Activity:
Write down the lines exactly as they appear, from the one that contains "Each instance of the stone masonry" through the final line of the records, so that both ends are kept and no pictures come along.

Supplied material:
= = = = = = =
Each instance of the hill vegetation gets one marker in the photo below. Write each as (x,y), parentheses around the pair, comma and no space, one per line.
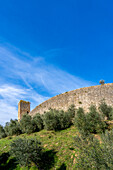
(59,140)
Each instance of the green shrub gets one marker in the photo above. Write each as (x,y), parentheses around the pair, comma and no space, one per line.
(2,132)
(26,151)
(71,111)
(106,110)
(12,128)
(65,119)
(38,121)
(51,120)
(94,121)
(27,124)
(80,121)
(90,122)
(94,155)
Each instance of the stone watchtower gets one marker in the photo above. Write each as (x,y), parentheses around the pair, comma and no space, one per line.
(23,107)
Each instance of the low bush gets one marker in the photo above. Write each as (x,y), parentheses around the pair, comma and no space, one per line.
(27,151)
(95,124)
(51,120)
(92,154)
(12,128)
(38,121)
(27,124)
(80,121)
(2,132)
(107,111)
(71,111)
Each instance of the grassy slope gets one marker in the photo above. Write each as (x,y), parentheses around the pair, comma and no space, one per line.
(58,146)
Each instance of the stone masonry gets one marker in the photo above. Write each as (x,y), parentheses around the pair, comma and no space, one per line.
(82,97)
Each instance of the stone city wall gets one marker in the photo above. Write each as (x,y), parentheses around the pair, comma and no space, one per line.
(82,97)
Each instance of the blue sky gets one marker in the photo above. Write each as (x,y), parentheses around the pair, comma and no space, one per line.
(48,47)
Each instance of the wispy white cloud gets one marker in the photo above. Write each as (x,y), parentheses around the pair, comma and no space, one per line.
(30,78)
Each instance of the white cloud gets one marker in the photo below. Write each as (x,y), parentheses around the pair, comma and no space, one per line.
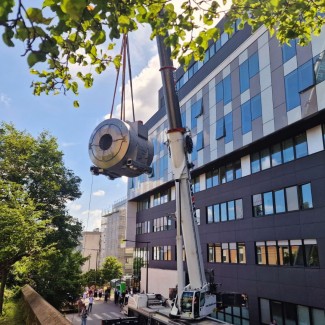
= = = = = = =
Exercise result:
Each instance of the stone masonry gets one marker in the photo above. Write each as (x,y), parentheses around the pair, comma and no space, one per line.
(82,97)
Each instance of the stone city wall gets one marker in the photo above. Write each as (x,y), parentheses around the pair, comma and no space, one per line.
(82,97)
Each instance of the blue sky gets one marker in the photo above. Write each as (x,y), parentheses around the pair, comma and no space, one per line.
(48,47)
Each instance of the wispy white cloud gets one marker in the photo above. Write each as (x,y), parentheses around the pair, comma and no space, one per line.
(30,78)
Each instance of the white cloud gets one marker in the photo below. Write each as (x,y), parentheses around the pair, comma and no space, one per line.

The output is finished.